### [WHAT THIS TASK INVOLVES]
Pull out every line of the listing below word for word, from the first line to the last. Leave the pictures out.

### [EXCERPTED RECORDS]
----------------------------------------

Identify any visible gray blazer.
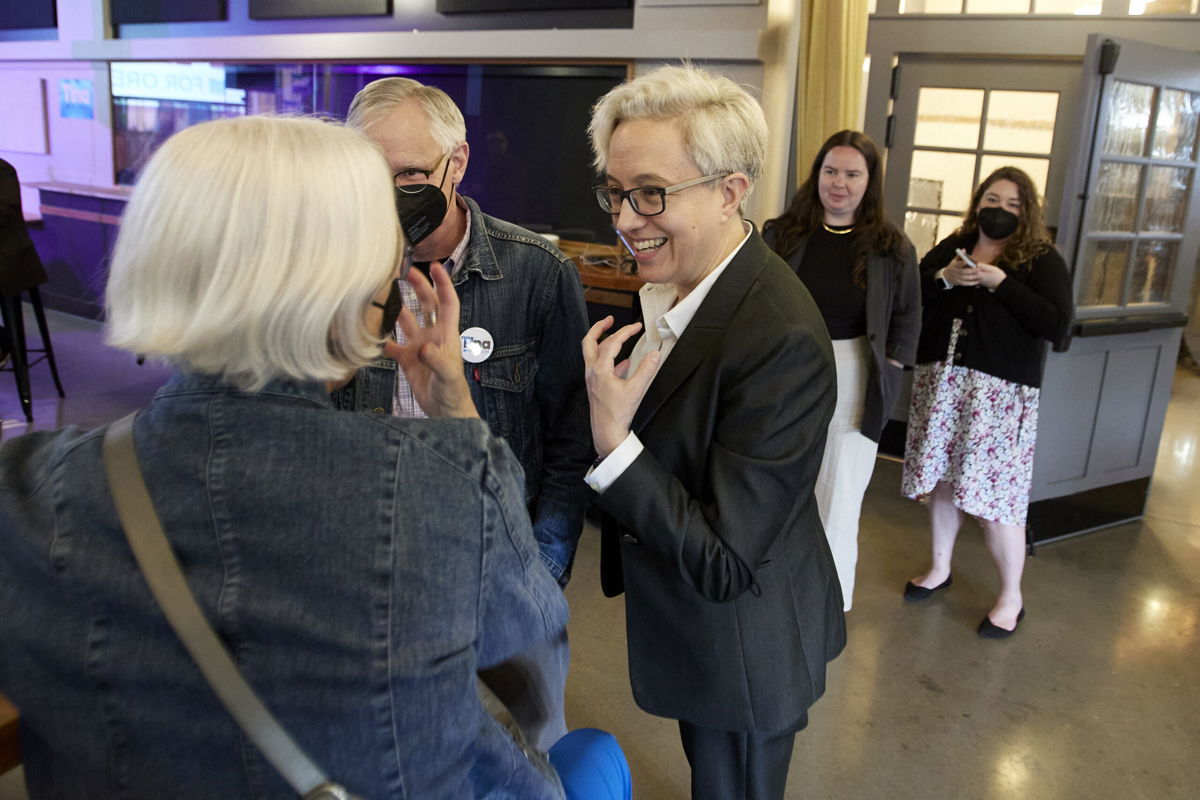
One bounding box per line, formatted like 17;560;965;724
787;239;920;441
598;233;846;732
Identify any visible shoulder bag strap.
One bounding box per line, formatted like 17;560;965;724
104;411;353;800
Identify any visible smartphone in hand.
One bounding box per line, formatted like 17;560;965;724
954;247;979;269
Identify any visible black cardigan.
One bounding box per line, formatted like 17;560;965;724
917;234;1074;386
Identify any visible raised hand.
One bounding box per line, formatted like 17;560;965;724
384;261;479;417
583;317;661;458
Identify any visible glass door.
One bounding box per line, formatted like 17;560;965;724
886;56;1079;254
1063;37;1200;320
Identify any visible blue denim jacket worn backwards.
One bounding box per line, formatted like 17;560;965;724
0;375;566;800
334;197;595;584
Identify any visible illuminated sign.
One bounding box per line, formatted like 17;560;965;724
59;78;95;120
112;61;246;106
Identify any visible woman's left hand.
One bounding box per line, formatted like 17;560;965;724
384;261;479;417
976;261;1008;291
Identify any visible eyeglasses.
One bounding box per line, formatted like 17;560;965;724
592;173;732;217
391;150;454;194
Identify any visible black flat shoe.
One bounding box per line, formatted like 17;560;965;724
979;608;1025;639
904;575;954;602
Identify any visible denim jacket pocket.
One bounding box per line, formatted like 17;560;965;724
475;342;538;465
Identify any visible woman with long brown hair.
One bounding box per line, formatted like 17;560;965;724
901;167;1073;638
763;131;920;610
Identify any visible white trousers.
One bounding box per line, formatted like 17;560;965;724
814;336;878;610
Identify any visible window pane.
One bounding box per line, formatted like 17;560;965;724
983;91;1058;152
1087;161;1141;231
908;150;974;211
1141;167;1192;231
1033;0;1103;16
967;0;1030;14
1079;240;1129;306
1129;0;1193;17
979;156;1050;199
904;211;962;257
1152;89;1200;161
1129;239;1180;306
900;0;962;14
1104;80;1154;156
913;86;983;150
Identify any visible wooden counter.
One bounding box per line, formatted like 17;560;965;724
558;240;646;308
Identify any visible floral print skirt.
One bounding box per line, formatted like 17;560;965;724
900;323;1039;525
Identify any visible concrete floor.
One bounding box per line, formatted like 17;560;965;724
0;314;1200;800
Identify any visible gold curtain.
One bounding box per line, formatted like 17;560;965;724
796;0;869;186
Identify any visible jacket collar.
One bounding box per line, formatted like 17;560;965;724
632;229;770;433
454;194;504;285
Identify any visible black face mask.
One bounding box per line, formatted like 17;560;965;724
371;281;404;337
396;158;450;245
976;205;1020;240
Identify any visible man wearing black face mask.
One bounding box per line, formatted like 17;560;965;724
335;78;593;750
341;78;592;585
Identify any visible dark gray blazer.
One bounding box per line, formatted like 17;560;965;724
598;227;846;732
787;239;920;441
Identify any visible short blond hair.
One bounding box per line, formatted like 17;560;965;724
588;64;767;205
106;116;403;391
346;78;467;152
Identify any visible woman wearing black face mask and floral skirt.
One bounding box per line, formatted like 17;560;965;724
901;167;1073;638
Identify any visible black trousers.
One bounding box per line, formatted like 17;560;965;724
679;721;804;800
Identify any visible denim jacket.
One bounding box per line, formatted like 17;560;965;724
334;197;595;584
0;375;566;800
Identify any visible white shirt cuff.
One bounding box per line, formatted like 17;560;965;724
583;431;644;494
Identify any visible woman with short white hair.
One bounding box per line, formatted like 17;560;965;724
0;112;628;800
583;66;846;800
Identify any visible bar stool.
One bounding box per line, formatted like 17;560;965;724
0;287;66;422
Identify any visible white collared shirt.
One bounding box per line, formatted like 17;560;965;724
583;222;754;492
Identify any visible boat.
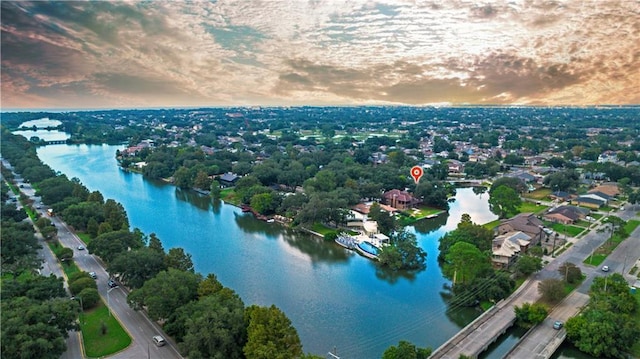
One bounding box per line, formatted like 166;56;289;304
356;241;380;259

----------------------------------------

### [ANSWER BELOW]
Identify any visible gray blazer.
One bounding box per line, formatted like 17;560;965;724
787;239;920;441
598;233;846;732
Identify any visible shoulder bag strap.
One bounding box per line, formatted like 17;560;965;724
104;411;353;800
Identify any visible smartphone in hand.
One bounding box per line, formatted like 17;560;965;724
954;247;979;269
Identify any visible black cardigan.
One bounding box per line, formatted like 17;560;965;724
917;234;1074;386
Identify any visible raised hand.
One bounding box per line, formatted like 17;560;965;724
384;261;479;417
583;317;661;458
Identify any visible glass door.
One bounding box per line, formatted like 17;560;965;724
886;56;1079;254
1063;37;1200;320
Identify any visible blue denim jacket worn backwards.
One bounding box per line, formatted like 17;560;965;724
0;375;566;800
334;197;595;584
Identify any visible illuminated sign.
One bounding box per line, formatted like 17;560;965;724
59;78;95;120
112;61;246;106
Identify any visible woman's left hand.
One bounding box per line, formatted like 17;560;965;724
384;261;479;417
976;261;1008;291
Identify any visible eyeglasses.
One bounding box per line, formatted like 17;560;965;724
592;173;732;217
391;150;454;194
Identify any visible black flat shoe.
One bounding box per line, formatted like 17;560;965;724
979;608;1025;639
904;575;954;602
Identify any visible denim jacket pocket.
One bounding box per line, formatted like 17;560;965;724
475;342;538;465
Identify any visible woman with long brown hair.
One bounding box per line, formatted like 17;560;965;724
901;167;1073;638
763;131;920;610
Identify any visible white trousers.
One bounding box per line, formatted like 17;560;965;724
814;336;878;610
Identify any visible window pane.
One bounding box per line, formatted like 17;560;965;724
983;91;1058;152
1087;161;1141;231
908;150;974;211
1141;167;1192;231
1033;0;1103;16
967;0;1030;14
1079;240;1129;306
1129;0;1193;17
979;156;1050;199
904;211;962;257
1152;89;1200;161
1129;239;1180;306
900;0;962;14
1104;80;1154;156
913;86;983;150
Identify any visible wooden counter.
One bounding box per line, formatted like 17;560;965;724
558;240;646;308
Identify any visible floral print skirt.
One bounding box per line, formatted like 17;560;965;724
900;323;1039;525
Identify any visible concrete floor.
One bounding box per line, formatted like 17;560;965;724
0;314;1200;800
Identify any visible gold curtain.
One bounding box per line, formatted like 17;560;965;724
796;0;869;186
Identify any visible jacket collar.
One bounding box per line, formatted like 17;560;965;724
632;229;770;433
454;194;504;285
Identify any visible black face mask.
One bounding box per line, formatted like 17;560;965;724
371;281;404;337
396;158;450;245
976;205;1020;240
Identify any visible man wearing black face mask.
One bounding box per line, formatted like 17;560;965;724
335;78;593;750
341;78;592;585
Identify any visible dark gray blazer.
One bounding box per line, formatted like 17;560;965;724
598;227;846;732
787;239;920;441
Identify any visible short blond hair.
One bounding box per line, formatted like 17;560;965;724
588;64;767;205
106;116;403;391
346;78;467;152
Identify any visible woman wearing black face mask and floral skirt.
One bounding box per line, formatted like 17;560;965;724
901;167;1073;638
Identify any visible black trousers.
One bounding box per line, formatted like 17;560;965;724
679;721;804;800
Identify any visible denim jacket.
One bounding box per line, formatted like 17;560;965;724
334;197;595;584
0;375;566;800
Identify any visible white shirt cuff.
One bounding box per line, formatted like 17;560;965;724
583;431;644;494
Identify any visible woman with short white hair.
One bounding box per line, formatted like 17;560;965;724
0;112;628;800
583;66;846;800
Identify any visible bar stool.
One bounding box per line, formatted like 17;560;965;724
0;287;66;422
Identify any visible white collared shirt.
One bounding box per line, formatted like 17;560;965;724
583;222;754;492
Identify any visible boat.
One bounding box per line, formatted like 166;56;289;304
356;241;380;259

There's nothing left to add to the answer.